▶ [Passage cité]:
■ ■ ■ ■ ■

Le corps est la mèche, la matière nutritive de l’âme. Là où il n’y a pas de matière, là il n’y a pas de feu. En ce sens, on peut dire que le feu est subordonné à la matière, qu’il en est l’instrument ; mais lorsqu’il la dévore, alors il en est le maître, c’est une puissance. De même que le feu cesse dès qu’il ne reste plus rien du corps combustible, de même, quand l’âme a dévoré tout son corps, quand il est usé et détruit par un usage continu, quand il n’y a plus en lui d’éléments contre lesquels elle puisse montrer son activité, et par la destruction desquels elle est ce qu’elle est, âme, alors vient la mort. Le corps est objet de l’âme, elle n’est âme que dans la destruction et dans l’anéantissement continuel de cette proie. L’immatérialité n’est pas un attribut paisible, fixe, mort, qui lui appartienne comme à une chose une propriété quelconque ; l’âme n’est immatérielle qu’en tant qu’elle nie et dévore la matière. Elle n’est pas une chose, un être fixe, en repos, qui soit dans le corps comme l’huître dans sa coquille ; elle est vie pure, pure activité, feu sacré et incorruptible ; elle n’est pas quelque chose de fini, d’accompli ; elle devient toujours, elle n’est jamais. Mais cette activité pure, cette âme telle qu’elle est, identique à un corps particulier, finit avec ce corps.

■ ■ ■ ■ ■

▶ [Consigne]: D'après le passage cité, à quel moment vient la mort ? Répondez en une phrase, s'il vous plaît.

▶ [Données enregistrées]:
■ ■ ■ ■ ■

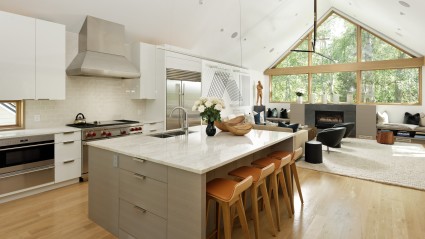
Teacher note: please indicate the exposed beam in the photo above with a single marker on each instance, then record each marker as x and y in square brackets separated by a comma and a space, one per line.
[359, 66]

■ ■ ■ ■ ■

▶ [Réponse]: La mort vient quand l'âme a dévoré tout son corps, que celui-ci est usé et détruit, et qu'il n'y reste plus d'éléments contre lesquels elle puisse montrer son activité.